:: EXERCISE REQUIREMENTS ::
Offset every bounding-box coordinate by 22 in the records below, covering only the lines that begin with the line containing "wheelie bin and return bounding boxes." and run through the line containing "[168,0,178,70]", both ends included. Rewrite each of those lines, including the ones without boxes.
>> START PROVIDED DATA
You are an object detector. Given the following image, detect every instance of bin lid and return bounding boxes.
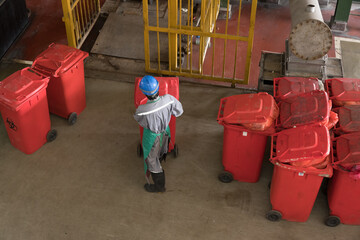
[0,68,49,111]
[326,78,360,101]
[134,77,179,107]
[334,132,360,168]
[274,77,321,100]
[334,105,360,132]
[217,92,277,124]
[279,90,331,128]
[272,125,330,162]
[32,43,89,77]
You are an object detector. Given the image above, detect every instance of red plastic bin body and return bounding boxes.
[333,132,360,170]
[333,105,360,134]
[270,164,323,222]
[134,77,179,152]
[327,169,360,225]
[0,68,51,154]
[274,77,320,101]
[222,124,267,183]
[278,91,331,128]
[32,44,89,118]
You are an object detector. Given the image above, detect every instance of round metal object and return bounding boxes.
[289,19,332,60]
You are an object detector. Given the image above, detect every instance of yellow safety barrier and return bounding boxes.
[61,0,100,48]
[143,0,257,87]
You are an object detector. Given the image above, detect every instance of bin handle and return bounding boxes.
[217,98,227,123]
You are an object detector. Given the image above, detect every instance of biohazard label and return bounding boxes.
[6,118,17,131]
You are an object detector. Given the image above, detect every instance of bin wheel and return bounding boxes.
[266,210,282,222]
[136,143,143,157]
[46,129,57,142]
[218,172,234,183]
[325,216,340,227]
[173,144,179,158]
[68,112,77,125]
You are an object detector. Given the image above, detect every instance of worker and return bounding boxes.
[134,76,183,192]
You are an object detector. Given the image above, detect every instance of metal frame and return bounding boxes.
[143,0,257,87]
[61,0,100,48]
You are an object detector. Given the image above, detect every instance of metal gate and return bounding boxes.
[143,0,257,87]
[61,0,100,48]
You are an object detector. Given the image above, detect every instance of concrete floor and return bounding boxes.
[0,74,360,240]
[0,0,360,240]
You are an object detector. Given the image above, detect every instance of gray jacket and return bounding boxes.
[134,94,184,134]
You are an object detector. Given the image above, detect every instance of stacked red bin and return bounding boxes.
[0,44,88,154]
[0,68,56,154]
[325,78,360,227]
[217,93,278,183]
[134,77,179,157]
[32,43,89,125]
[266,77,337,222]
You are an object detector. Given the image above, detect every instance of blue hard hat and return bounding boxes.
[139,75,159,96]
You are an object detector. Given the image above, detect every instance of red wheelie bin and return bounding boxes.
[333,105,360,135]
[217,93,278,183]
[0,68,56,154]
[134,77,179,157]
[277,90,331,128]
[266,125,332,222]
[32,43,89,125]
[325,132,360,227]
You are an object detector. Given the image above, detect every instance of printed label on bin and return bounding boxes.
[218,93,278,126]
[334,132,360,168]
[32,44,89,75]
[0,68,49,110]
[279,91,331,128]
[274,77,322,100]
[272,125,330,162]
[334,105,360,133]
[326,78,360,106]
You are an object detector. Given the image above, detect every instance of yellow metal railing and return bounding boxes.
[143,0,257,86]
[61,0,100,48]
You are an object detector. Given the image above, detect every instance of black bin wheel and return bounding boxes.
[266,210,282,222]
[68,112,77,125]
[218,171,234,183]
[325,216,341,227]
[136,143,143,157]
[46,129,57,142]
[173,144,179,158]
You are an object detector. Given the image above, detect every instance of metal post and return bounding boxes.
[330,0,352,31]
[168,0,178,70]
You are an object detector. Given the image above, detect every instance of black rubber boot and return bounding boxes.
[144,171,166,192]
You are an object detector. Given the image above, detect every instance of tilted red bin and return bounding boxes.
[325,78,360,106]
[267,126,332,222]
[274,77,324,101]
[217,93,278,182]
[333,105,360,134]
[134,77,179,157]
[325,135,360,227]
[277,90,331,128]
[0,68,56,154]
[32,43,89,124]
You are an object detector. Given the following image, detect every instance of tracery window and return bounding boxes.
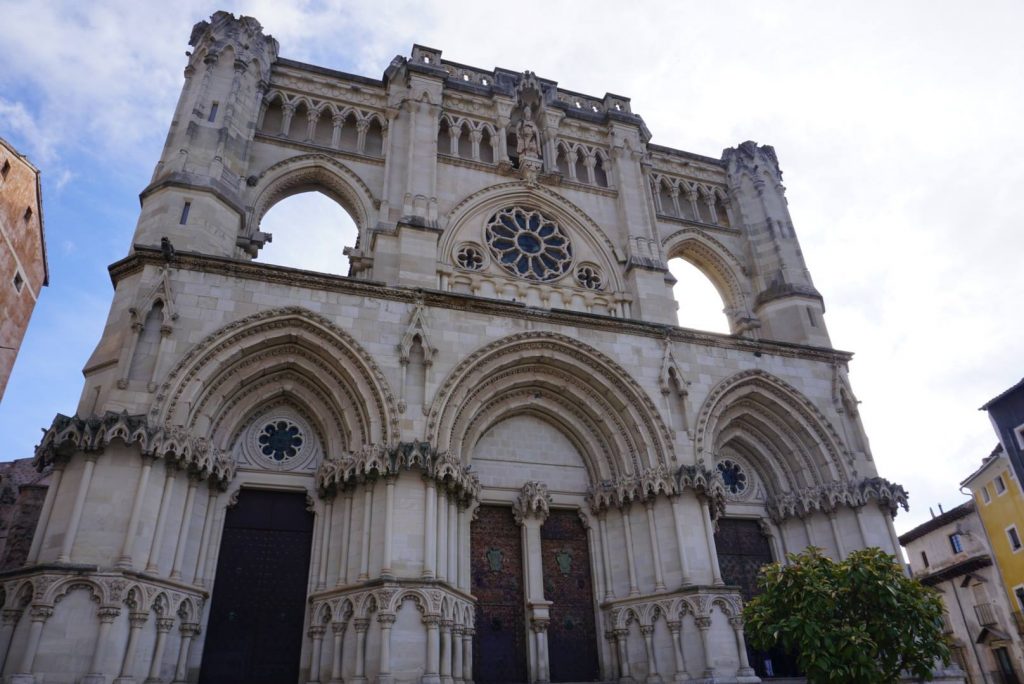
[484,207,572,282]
>> END PROVIDED DATA
:: RESULT ::
You are an object detector. Given the image above, detect every instance of red wheelie bin and return bounding boxes.
[355,127,382,157]
[239,115,300,205]
[22,90,78,176]
[156,99,201,179]
[299,112,353,150]
[288,147,354,244]
[54,65,111,147]
[347,154,382,249]
You are an object detector. Given the image above, detect every instance of printed label on bin and return bounding boxes.
[240,115,300,148]
[356,154,382,190]
[54,66,111,97]
[22,90,71,132]
[301,113,353,150]
[296,99,344,122]
[294,147,352,184]
[356,127,382,155]
[348,100,382,128]
You are an object detector. Given the image above, detect every instance of yellow metal railing and return bounding boxes.
[165,22,279,108]
[83,22,122,70]
You are an object detector. Given the image above, detect every instance of black bin wheel and return bounding boxes.
[288,232,304,244]
[90,134,99,147]
[240,193,256,205]
[347,238,363,249]
[158,165,165,179]
[68,151,79,164]
[195,166,201,180]
You are an object detector. Given the image above, detect every instance of metal post and return bounding boxes.
[352,22,374,53]
[190,22,200,92]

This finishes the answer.